* **Problem requirements**:
Please identify every line in the rows below that contains the string "positive", matching case exactly, and copy each of those lines.

[Segmentation mask data]
"""

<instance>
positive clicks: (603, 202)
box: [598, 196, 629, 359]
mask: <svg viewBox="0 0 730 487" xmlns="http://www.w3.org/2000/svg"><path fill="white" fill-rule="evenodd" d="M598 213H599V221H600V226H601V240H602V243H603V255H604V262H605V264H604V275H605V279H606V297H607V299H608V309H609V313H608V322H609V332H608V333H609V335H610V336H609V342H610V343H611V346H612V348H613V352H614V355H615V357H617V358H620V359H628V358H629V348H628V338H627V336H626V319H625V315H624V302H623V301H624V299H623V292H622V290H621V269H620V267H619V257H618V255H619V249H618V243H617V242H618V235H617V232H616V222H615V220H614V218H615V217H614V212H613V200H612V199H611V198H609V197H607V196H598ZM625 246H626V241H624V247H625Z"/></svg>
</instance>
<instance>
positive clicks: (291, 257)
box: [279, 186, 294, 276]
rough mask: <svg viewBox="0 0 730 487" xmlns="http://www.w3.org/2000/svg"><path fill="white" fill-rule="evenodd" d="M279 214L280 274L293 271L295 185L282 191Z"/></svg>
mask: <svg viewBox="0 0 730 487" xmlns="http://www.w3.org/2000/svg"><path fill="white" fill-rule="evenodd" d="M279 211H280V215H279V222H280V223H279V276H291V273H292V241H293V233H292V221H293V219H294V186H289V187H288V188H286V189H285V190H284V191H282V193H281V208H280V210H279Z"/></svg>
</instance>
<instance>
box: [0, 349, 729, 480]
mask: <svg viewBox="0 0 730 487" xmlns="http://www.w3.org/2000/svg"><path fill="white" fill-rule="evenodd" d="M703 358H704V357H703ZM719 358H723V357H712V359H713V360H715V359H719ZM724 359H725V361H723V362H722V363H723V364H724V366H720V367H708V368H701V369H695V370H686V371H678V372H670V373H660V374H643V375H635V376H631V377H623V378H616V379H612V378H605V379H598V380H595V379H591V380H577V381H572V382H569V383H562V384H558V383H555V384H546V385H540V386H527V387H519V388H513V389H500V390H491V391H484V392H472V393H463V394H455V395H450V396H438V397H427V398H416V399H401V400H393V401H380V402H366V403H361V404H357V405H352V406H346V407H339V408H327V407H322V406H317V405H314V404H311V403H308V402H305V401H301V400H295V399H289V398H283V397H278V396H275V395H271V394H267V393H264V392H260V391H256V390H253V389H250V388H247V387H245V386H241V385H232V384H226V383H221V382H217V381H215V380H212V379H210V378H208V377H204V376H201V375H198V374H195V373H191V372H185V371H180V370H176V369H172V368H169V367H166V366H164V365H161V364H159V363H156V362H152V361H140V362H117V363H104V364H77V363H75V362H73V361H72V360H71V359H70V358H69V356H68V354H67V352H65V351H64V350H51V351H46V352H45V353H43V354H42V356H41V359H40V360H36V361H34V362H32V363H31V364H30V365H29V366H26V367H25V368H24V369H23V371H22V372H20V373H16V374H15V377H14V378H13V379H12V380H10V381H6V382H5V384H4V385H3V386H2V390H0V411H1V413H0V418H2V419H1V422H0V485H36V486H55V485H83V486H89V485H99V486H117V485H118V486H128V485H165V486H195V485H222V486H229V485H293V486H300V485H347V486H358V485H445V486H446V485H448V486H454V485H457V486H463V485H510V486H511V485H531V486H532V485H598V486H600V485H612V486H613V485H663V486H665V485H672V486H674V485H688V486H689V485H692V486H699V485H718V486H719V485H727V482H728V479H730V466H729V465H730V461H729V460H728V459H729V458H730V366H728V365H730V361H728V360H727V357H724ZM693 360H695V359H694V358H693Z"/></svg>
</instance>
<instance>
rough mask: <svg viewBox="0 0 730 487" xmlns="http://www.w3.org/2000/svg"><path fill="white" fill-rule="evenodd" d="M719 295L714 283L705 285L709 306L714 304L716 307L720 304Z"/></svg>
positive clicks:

"""

* **Response area**:
positive clicks: (603, 202)
positive clicks: (291, 257)
positive clicks:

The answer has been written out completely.